====== EXCERPT PROVIDED
The class action suit alleges that patient information affected by the breach includes names, addresses, dates of birth, Social Security numbers, treating physician and/or departments for each individual, medical diagnoses, medical record numbers, medical service codes, and health insurance information.
"There is a high likelihood that significant identity theft and/or identity fraud has not yet been discovered or reported and a high probability that criminals who may now possess plaintiffs' PII and PHI, but will do so later, or re-sell it," the lawsuit states. It alleges the hospital violated the Fair Credit Reporting Act and contains allegations of negligence and invasion of privacy by public disclosure of private facts. It seeks unspecified damages as well as reimbursement for legal expenses.
A Flowers Hospital spokeswoman declined to comment on the criminal case involving the former lab worker or the class action lawsuit.
An attorney representing the plaintiffs in the class action suit against Flowers did not reply to Information Security Media Group's request for comment. Federal prosecutors involved with the Millender criminal case also did not respond to ISMG's request for comment.
Preventing ID Theft
Privacy and information security expert Rebecca Herold points out that a big hurdle with preventing insider breaches is that, "many organizations don't want to accept that their employees would ever take information from patients or insureds and commit a crime with them, especially within healthcare provider settings, where the focus is on patient health and well-being."
============
# [EXERCISE TASKS]
(A) Answer these questions from the excerpt about the Flowers Hospital breach lawsuit, one line each:
(i) Besides violating the Fair Credit Reporting Act, what does the lawsuit allege?
(ii) What did a Flowers Hospital spokeswoman decline to comment on?
(iii) According to Rebecca Herold, what do many organizations not want to accept?
(B) Write the next part of the article on the Flowers Hospital breach, picking up after its final sentence.
====== DATASET EXCERPT
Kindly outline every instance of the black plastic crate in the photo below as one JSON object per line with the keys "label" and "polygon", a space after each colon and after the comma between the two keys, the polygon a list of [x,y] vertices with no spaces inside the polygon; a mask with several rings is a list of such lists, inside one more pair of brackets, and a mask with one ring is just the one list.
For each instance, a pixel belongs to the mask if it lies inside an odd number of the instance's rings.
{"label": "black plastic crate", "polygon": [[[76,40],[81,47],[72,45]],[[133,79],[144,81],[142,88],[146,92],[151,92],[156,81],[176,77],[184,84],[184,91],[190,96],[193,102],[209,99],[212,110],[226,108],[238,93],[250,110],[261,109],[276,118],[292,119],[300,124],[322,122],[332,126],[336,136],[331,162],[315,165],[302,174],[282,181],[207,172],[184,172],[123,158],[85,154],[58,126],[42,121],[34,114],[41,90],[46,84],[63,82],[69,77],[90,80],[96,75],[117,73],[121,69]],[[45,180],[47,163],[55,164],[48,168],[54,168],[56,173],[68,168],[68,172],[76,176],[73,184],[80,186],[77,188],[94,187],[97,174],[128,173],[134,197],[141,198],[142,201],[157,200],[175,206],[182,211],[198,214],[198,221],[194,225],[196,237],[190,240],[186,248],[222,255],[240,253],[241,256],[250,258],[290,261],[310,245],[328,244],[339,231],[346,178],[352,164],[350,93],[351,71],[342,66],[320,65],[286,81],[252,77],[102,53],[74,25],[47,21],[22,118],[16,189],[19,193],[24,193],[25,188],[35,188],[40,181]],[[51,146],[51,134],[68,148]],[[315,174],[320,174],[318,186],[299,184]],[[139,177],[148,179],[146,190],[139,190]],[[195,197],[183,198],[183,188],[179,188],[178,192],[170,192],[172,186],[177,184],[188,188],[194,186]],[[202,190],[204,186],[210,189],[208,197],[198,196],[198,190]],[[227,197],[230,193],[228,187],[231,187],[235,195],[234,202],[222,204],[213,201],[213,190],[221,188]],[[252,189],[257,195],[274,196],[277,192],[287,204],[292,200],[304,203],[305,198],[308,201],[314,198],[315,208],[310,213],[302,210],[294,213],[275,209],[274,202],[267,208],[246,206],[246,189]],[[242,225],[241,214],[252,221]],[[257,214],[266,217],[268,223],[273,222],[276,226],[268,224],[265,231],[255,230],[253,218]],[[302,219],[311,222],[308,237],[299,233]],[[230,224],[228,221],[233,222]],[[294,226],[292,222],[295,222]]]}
============
# [ANSWERS FOR THE EXERCISE]
(A)
(i) Negligence and invasion of privacy by public disclosure of private facts.
(ii) The criminal case involving the former lab worker and the class action lawsuit.
(iii) That their employees would ever take information from patients or insureds and commit a crime with them.

(B)
Because of that trust, "organizations often do not have the policies, processes, training, awareness reminders, oversight and auditing in place to verify that employees truly are doing the right things and have not wandered off the path of compliance onto the criminal highway," says Herold, a co-owner of the consulting firm HIPAA Compliance Tools and CEO of The Privacy Professor.
While potential insider breaches will always pose a challenge for many healthcare related organizations, there is one key piece of advice that can go a long way in preventing these incidents, Herold says.
"It always starts from the top: there must be strong support for information security and privacy initiatives from the organization's top leader," she says. "Make sure all employees know that top management expects them to work in a legal and ethical manner, and that those violating the corporate policies, and applicable laws, will face appropriate sanctions, including the potential for termination and for legal actions and jail time."